EXERCISE SET
(1) Answer these questions about the article on Jay Schwinn:
(a) What company employed Jay Schwinn as an executive?
(b) Outside which town is his brother's small vegetable farm?
(c) What is Jay Schwinn slicing in the photo caption?
(2) In the article on Jay Schwinn, could you rewrite the passage starting at "Jay Schwinn was" and ending at "two of them.", updating "vegetable farm" to "produce farm"?

READING PASSAGE
·····

By Tom Parker

Jay Schwinn was living the American dream as a Merrill Lynch executive when the entire U.S. financial sector imploded in 2008. After being bought out, he called his brother, Joe, asking if he could use a partner on his small vegetable farm outside Leavenworth, Kan. His brother, while apologetic, was firm: no way could they could grow enough vegetables to support the two of them.

Fair enough, Jay thought, vegetables are out. But what about something else, something non-vegetative, something that would both complement the farm and enhance its profitability? With a half-formed idea percolating through his head, he booked a flight back to a life he thought he had left behind.

Jay Schwinn of Schwinn Produce Farm and Barn, slices watermelon for those on last month

Jay Schwinn, of Schwinn Produce Farm and Barn, slices watermelon for those on last month’s second Summer Fun Farm Tour.

·····

RECORD EXCERPTS

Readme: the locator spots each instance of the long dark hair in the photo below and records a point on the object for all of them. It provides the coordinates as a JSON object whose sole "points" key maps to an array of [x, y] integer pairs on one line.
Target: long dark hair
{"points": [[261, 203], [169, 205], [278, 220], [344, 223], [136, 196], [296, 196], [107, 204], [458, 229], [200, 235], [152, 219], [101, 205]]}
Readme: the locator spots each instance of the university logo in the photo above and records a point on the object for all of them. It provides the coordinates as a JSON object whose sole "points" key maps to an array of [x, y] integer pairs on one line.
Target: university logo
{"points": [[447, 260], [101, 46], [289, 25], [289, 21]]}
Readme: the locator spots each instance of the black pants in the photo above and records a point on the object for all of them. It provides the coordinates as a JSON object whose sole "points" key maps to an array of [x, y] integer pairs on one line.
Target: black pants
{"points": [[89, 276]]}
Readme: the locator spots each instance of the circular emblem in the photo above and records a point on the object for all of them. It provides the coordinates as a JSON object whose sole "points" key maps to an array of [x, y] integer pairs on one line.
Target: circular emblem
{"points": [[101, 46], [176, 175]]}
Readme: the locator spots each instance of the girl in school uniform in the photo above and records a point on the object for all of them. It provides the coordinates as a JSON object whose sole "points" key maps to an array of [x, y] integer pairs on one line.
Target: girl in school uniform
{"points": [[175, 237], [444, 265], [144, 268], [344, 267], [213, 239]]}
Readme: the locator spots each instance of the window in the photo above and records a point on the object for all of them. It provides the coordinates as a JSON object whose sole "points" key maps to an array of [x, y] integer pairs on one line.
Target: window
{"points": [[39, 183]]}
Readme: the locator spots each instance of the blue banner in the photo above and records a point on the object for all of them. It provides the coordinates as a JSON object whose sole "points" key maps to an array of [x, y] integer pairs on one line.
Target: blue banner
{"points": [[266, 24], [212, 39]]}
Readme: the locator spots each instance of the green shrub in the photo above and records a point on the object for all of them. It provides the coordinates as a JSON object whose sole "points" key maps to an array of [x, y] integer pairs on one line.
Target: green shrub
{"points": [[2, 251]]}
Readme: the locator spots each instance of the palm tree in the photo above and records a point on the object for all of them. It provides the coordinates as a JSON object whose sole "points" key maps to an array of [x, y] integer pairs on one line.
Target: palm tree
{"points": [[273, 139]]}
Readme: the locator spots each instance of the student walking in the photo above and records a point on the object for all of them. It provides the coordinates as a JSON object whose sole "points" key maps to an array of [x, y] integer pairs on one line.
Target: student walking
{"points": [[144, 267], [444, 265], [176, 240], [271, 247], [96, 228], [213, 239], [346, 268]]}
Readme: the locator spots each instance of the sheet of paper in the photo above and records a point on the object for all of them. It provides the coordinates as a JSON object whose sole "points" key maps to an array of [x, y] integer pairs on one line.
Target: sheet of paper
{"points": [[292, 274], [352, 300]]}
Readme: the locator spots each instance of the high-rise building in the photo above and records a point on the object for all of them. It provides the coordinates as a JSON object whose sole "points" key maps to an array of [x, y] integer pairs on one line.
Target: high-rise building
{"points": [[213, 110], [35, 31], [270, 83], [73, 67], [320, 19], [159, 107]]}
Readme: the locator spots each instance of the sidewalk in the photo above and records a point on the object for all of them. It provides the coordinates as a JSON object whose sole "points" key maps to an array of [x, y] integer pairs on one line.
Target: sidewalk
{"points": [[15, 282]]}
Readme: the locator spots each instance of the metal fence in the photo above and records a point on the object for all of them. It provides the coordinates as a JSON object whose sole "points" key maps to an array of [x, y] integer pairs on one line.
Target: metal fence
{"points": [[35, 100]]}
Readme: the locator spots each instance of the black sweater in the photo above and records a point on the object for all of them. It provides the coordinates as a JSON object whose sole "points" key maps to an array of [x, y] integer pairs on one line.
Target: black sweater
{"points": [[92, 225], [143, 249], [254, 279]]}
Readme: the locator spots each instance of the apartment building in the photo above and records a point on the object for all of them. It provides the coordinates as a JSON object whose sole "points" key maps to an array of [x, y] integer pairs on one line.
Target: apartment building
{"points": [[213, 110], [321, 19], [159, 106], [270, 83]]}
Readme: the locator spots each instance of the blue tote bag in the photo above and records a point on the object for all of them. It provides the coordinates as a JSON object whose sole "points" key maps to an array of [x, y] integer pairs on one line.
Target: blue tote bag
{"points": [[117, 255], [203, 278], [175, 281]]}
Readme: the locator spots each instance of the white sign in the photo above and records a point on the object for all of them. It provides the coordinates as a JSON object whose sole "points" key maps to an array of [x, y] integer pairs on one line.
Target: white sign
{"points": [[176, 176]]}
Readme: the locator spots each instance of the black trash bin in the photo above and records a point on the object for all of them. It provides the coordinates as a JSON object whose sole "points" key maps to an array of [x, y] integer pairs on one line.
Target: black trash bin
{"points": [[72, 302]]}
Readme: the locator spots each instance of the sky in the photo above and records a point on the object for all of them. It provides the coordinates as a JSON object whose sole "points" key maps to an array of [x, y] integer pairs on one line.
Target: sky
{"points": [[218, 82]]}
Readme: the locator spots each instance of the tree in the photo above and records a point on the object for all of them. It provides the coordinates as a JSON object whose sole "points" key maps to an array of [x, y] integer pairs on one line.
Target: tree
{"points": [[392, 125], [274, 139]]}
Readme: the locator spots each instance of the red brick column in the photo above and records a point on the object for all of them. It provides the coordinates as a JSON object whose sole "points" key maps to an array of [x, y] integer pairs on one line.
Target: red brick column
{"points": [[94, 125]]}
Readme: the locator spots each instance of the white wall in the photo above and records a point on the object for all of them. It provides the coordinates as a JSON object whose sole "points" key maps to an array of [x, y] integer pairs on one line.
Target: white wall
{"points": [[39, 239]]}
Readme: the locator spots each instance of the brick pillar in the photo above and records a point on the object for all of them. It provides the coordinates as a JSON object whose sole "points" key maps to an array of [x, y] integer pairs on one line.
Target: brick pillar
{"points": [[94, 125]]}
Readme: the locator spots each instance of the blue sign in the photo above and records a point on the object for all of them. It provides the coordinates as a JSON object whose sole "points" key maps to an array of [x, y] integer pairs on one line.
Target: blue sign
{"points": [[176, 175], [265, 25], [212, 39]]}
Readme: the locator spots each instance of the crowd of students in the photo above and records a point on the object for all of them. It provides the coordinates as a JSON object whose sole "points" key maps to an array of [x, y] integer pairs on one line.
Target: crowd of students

·····

SOLUTIONS TO EACH TASK
(1)
(a) Merrill Lynch
(b) Leavenworth, Kan.
(c) Watermelon

(2)
Jay Schwinn was living the American dream as a Merrill Lynch executive when the entire U.S. financial sector imploded in 2008. After being bought out, he called his brother, Joe, asking if he could use a partner on his small produce farm outside Leavenworth, Kan. His brother, while apologetic, was firm: no way could they could grow enough vegetables to support the two of them.